Dataset extract Block Start

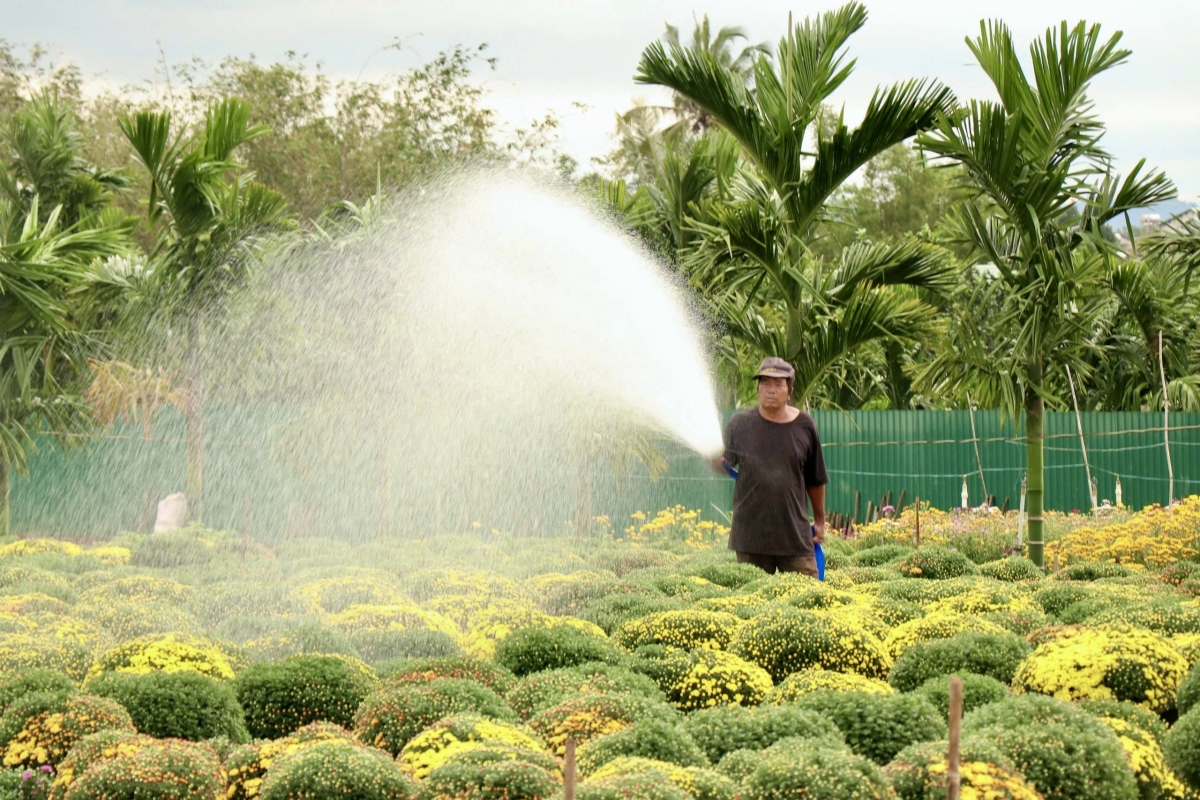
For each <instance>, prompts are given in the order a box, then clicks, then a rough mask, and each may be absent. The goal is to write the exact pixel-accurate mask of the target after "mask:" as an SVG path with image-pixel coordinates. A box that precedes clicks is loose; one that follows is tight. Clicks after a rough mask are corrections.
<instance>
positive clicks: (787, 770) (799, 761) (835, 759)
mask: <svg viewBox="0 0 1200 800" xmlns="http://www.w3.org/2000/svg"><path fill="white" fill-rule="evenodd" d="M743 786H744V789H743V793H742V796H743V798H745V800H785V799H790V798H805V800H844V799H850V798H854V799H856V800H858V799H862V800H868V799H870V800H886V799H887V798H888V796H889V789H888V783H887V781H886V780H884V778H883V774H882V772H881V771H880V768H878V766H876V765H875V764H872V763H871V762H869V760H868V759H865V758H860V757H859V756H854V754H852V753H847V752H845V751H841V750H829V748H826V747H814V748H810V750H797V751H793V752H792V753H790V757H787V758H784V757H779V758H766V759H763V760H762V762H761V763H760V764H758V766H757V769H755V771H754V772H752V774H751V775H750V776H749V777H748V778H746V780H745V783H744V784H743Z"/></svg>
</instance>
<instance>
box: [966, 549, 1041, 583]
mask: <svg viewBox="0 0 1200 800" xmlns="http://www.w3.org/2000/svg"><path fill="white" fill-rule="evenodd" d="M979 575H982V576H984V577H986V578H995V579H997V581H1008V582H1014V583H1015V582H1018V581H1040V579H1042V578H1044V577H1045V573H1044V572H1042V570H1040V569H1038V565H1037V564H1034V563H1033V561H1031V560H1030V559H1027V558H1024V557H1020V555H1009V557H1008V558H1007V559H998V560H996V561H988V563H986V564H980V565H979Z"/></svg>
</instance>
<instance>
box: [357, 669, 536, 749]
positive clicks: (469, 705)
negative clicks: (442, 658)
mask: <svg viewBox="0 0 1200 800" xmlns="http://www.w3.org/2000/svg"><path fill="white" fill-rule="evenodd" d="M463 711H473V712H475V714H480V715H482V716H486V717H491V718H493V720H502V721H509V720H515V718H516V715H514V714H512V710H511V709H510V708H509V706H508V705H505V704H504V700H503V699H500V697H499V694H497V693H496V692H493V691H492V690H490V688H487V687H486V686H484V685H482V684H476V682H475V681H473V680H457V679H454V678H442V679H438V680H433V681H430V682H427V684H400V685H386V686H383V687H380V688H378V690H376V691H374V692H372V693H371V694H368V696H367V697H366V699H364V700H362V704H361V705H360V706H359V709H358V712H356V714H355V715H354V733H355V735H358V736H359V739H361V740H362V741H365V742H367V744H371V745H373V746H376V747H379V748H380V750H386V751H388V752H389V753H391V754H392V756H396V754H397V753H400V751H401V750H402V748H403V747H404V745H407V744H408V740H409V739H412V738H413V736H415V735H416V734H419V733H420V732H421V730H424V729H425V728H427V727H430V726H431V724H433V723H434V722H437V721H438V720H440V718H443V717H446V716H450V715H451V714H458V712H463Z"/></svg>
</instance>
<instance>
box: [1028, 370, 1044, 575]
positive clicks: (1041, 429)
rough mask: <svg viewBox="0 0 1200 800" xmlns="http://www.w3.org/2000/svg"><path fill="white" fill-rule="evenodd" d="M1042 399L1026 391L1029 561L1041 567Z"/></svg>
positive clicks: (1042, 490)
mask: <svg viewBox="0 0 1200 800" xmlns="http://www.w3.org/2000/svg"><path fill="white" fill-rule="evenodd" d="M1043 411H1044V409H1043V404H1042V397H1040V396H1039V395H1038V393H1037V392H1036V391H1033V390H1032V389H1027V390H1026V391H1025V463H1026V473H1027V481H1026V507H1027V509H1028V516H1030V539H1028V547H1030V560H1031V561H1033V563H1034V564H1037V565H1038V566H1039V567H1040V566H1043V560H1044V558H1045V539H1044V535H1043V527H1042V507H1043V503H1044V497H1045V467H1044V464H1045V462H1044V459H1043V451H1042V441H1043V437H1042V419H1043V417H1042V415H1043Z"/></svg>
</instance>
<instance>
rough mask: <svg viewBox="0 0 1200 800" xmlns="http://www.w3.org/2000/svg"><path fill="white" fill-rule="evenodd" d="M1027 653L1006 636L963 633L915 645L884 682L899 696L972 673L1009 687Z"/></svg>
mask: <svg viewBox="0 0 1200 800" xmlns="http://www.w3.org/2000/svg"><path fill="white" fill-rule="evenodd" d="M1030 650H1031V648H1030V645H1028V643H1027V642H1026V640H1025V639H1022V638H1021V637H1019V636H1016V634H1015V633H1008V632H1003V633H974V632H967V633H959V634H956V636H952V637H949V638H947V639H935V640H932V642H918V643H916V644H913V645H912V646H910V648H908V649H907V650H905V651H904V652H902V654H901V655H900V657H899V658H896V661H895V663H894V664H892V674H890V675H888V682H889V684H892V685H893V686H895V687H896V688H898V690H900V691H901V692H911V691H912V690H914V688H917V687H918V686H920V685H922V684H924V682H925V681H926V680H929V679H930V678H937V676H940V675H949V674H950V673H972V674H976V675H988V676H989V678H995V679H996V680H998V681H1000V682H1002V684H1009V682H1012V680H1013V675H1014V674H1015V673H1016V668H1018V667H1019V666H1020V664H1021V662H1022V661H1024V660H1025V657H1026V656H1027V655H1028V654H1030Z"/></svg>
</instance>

Dataset extract Block End

→ Instructions for the task: Find every line in the data above that contains the word "positive", and copy each of those lines in full.

→ Written solution:
positive clicks: (787, 770) (799, 761) (835, 759)
positive clicks: (469, 705)
positive clicks: (1041, 429)
positive clicks: (1042, 490)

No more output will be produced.